STATED GOAL: Copy each line exactly. Leave nothing out.

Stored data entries
________________________

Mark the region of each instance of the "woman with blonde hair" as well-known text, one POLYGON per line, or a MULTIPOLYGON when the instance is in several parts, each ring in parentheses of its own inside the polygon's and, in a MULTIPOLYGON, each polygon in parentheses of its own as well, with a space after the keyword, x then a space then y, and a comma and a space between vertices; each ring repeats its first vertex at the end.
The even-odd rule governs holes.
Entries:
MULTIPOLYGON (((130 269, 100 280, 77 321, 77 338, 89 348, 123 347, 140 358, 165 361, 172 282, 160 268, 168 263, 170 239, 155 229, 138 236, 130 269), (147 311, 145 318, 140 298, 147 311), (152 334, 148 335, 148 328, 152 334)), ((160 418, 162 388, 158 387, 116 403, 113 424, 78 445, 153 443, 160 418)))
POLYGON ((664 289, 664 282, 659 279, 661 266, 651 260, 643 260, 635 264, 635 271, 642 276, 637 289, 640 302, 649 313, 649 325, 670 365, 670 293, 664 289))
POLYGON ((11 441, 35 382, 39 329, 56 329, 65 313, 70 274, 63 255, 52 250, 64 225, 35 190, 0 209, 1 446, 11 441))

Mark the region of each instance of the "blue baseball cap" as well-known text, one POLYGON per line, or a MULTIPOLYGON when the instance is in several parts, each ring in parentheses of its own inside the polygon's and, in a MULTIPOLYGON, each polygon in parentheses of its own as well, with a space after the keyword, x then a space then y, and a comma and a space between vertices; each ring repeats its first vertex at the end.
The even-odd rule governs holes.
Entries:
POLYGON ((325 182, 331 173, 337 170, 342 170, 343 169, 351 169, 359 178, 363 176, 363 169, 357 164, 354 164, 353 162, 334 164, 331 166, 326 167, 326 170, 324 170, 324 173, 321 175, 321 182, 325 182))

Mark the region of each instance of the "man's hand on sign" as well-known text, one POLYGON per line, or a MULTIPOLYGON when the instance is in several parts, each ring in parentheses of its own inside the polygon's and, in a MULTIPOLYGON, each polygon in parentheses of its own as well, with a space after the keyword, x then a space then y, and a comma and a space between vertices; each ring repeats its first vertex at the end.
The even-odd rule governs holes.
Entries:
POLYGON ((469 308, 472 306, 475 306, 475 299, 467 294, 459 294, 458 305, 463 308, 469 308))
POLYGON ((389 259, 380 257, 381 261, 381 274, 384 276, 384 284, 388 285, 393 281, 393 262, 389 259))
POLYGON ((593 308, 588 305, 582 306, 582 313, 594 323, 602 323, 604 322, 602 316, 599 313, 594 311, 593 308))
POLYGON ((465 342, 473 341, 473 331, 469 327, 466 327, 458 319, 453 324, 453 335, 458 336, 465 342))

________________________

ANSWER TO THIS PROBLEM:
Mark the region of each instance of the "woman with blonde hair" as well-known text, one POLYGON per line, or a MULTIPOLYGON when the instance is in several parts, each ring in parentheses of its own inside the polygon's and, in a MULTIPOLYGON, each polygon in parentheses of its own as well, with a space after the keyword, x then a space then y, and a comma and a space between vertices; each ring repeats its first vertex at the end.
The even-odd rule governs holes.
Entries:
MULTIPOLYGON (((130 269, 100 280, 77 321, 77 338, 89 348, 123 347, 140 358, 165 361, 172 282, 160 268, 168 263, 170 239, 155 229, 138 236, 130 269), (147 311, 145 318, 140 298, 147 311), (152 334, 148 335, 148 328, 152 334)), ((160 418, 162 388, 158 387, 116 403, 113 424, 78 445, 153 443, 160 418)))
POLYGON ((664 289, 664 282, 659 279, 661 266, 651 260, 643 260, 635 264, 635 271, 642 276, 637 289, 640 302, 649 313, 649 325, 670 365, 670 293, 664 289))
POLYGON ((11 441, 35 382, 39 329, 56 329, 65 313, 70 274, 63 255, 52 250, 64 225, 35 190, 0 209, 1 446, 11 441))

Mark the region of each instance of the "blue baseball cap" as well-known text, one POLYGON per line, or a MULTIPOLYGON when the instance is in several parts, each ring in parentheses of its own inside the polygon's and, in a MULTIPOLYGON, each polygon in parentheses of its own as well, with a space after the keyword, x then a space then y, and a comma and a space between vertices; each ring repeats its first vertex at the end.
The even-odd rule governs holes.
Entries:
POLYGON ((325 182, 331 173, 337 170, 342 170, 343 169, 351 169, 359 178, 363 176, 363 169, 357 164, 354 164, 353 162, 334 164, 331 166, 326 167, 326 170, 324 170, 324 173, 321 175, 321 182, 325 182))

Mark the region of each instance of the "man's hand on sign" as well-known text, one POLYGON per line, or a MULTIPOLYGON when the instance is in several parts, each ring in parentheses of its own inside the polygon's and, in a MULTIPOLYGON, each polygon in parentheses of its own as well, with a space after the keyword, x then a space then y, and a comma and a space between vertices; each ring repeats its first vertex at the end.
The even-odd rule governs holes.
Entries:
POLYGON ((469 308, 472 306, 475 306, 475 299, 467 294, 459 294, 458 305, 463 308, 469 308))
POLYGON ((389 259, 380 257, 381 261, 381 274, 384 276, 384 284, 388 285, 393 281, 393 262, 389 259))
POLYGON ((593 308, 588 305, 582 306, 582 313, 594 323, 602 323, 604 322, 602 316, 599 313, 594 311, 593 308))
POLYGON ((465 342, 473 341, 473 331, 469 327, 466 327, 458 319, 453 324, 453 335, 458 336, 465 342))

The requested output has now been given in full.